EXERCISE A:
In the article on smell loss, what condition does Andrew Lane frequently treat in his patients?
EXERCISE B:
Decide whether each statement agrees with the article on smell loss, answering yes or no and quoting the words that settle it: (i) The lab uses mice because their olfactory tissues resemble those of humans. (ii) In sinusitis, air no longer reaches the olfactory lining. (iii) After a couple of weeks of inflammation, the smell-sensing nerve cells had already died.
EXERCISE C:
Write a continuation of the article on smell loss, picking up after its final sentence.

DOCUMENT PASSAGE:

[Start of section]

Making Sense of Lost Scent

Published in Spring 2015
Losing one’s sense of smell isn’t just an inconvenience, says rhinologist and researcher Andrew Lane; it also takes away some of the zest and comfort of life. There are no more good smells. Eating isn’t as pleasurable. There’s also no early warning when there’s a fire or gas leak, or when food goes bad.
 
“It’s a huge quality of life issue,” Lane says, and one that’s suffered by countless people with chronic sinusitis, a condition he treats frequently in his patients. As the sinus passages become inflamed, even though air still reaches the olfactory lining, patients often lose the ability to smell either temporarily or permanently.
 
Driven by an obligation to these patients, Lane and colleagues at his Johns Hopkins lab are working to better understand exactly what causes loss of smell in sinusitis and, eventually, to find a cure. Using mouse models—a good proxy for humans, since they share similar olfactory tissues—the researchers have performed several studies over the past few years that have each lent separate clues.
 
By inducing inflammation in the nasal passages of these animals, akin to what happens in chronic sinusitis, the researchers found that within a couple of weeks, tests to measure the electrical activity of olfactory tissues showed that the ability to sense scents had significantly decreased. Though the smell-sensing nerve cells were still alive at that point, further experiments showed that with bouts of inflammation just a few weeks longer, these cells quickly died off.

[End of section]

DATA SECTION:
[Start of section]

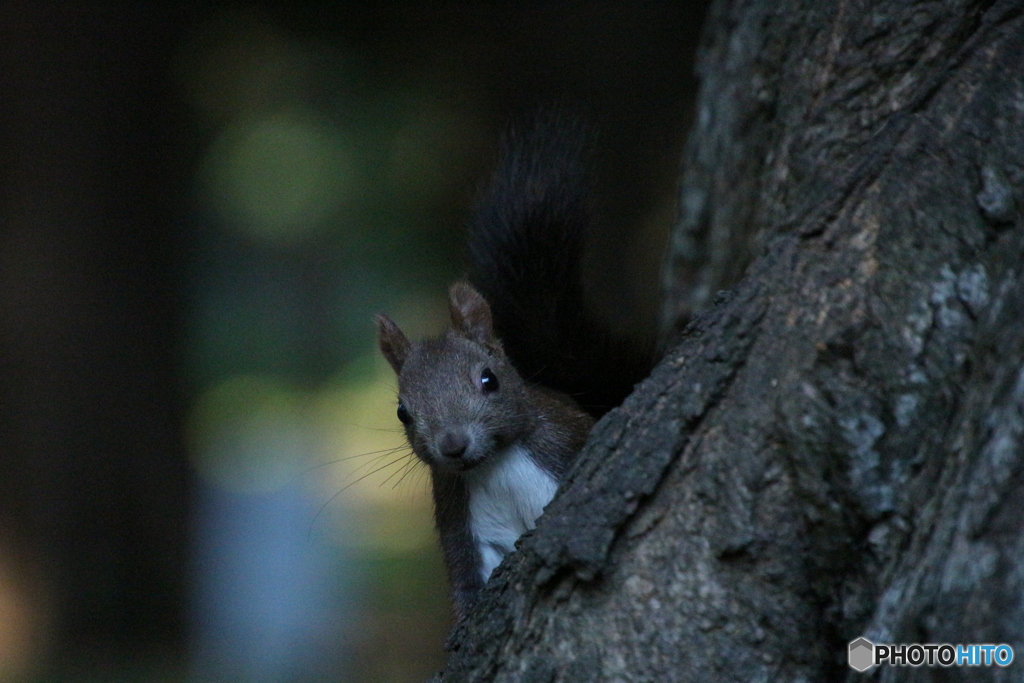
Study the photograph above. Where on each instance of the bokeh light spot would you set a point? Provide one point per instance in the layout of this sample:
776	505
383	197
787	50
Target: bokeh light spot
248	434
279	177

[End of section]
[Start of section]

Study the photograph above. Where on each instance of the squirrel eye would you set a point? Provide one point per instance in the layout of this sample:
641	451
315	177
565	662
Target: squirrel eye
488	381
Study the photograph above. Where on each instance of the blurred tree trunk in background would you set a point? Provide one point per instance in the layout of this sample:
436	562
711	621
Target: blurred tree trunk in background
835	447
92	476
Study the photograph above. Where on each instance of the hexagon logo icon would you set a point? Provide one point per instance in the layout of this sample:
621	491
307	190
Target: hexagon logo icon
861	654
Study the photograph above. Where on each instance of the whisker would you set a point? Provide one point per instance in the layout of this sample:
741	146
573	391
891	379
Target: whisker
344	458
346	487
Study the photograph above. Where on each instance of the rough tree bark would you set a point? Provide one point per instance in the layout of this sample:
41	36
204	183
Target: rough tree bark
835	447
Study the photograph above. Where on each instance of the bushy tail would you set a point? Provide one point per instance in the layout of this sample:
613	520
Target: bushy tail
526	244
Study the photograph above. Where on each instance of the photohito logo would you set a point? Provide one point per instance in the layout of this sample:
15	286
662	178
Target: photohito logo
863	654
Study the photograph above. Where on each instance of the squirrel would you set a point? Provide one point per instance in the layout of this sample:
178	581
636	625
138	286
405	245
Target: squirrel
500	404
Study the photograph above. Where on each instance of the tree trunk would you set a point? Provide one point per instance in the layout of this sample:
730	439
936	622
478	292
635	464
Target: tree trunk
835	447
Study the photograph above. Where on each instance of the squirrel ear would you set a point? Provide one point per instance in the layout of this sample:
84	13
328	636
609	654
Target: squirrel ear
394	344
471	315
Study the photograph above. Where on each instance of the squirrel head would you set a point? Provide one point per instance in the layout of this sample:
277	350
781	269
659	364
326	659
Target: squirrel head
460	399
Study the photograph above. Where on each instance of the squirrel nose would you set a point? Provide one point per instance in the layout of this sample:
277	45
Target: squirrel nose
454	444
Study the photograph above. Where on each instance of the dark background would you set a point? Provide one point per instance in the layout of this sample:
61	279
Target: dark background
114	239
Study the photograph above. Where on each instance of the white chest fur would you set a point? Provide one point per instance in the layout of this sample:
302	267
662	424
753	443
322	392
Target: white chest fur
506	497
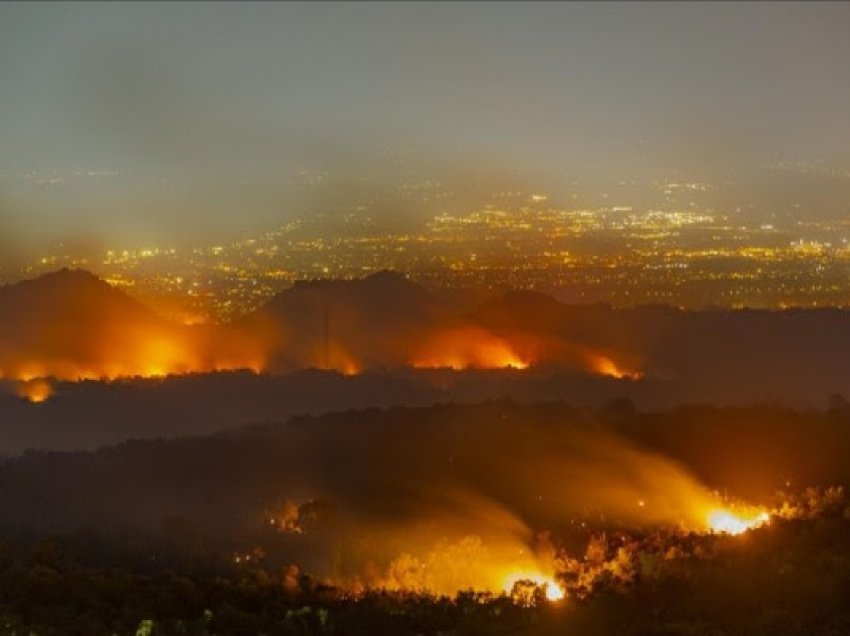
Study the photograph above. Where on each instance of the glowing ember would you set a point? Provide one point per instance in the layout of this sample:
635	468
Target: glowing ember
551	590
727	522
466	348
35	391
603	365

[End of section]

ANSWER A:
Chronic sinusitis.

ANSWER B:
(i) Yes: "a good proxy for humans, since they share similar olfactory tissues"
(ii) No: "even though air still reaches the olfactory lining"
(iii) No: "Though the smell-sensing nerve cells were still alive at that point"

ANSWER C:
Unlike the vast majority of nerve cells, olfactory neurons have the capacity to regenerate—an important quality for long-term survival when so many die off after colds and other normal wear and tear. Lane and his colleagues have found in the early stages of inflammation, the progenitor cells that produce olfactory neurons seem to be trying to replace those that are dying off, but they get “stuck,” never progressing past a few cell divisions. If inflammation subsides, within weeks these neurons repopulate as if nothing had ever happened. But if this cycle happens again and again, or if inflammation is very prolonged, Lane says, they may lose the ability to regenerate forever.
 
Though such experiments would be impossible to perform in people, due both to the difficulty in reaching the human olfactory neurons and the inability and ethical problems of manipulating inflammation, Lane’s lab has some evidence that a similar phenomenon happens in his patients. Tissue biopsies have suggested the same lack of progression in olfactory neuron progenitor cells for patients who haven’t had sinusitis long, as well as wholesale olfactory neuron die-offs in patients who have suffered for years.
 
Though he’s not yet developed a cure that could help maintain these neurons when the olfactory system is inflamed, Lane says that these findings get him and other researchers closer to the right direction.
 
“The patients I treat, the problems they have and the frustration of sometimes not having anything to offer them motivates everything I do in the lab,” Lane says. “Patients with olfactory loss frequently ask me, ‘Why do I have this?’ and unfortunately the current answer is that no one really knows. Through my research, I’m trying to understand their disease better so that, eventually, I can give them back their sense of smell.”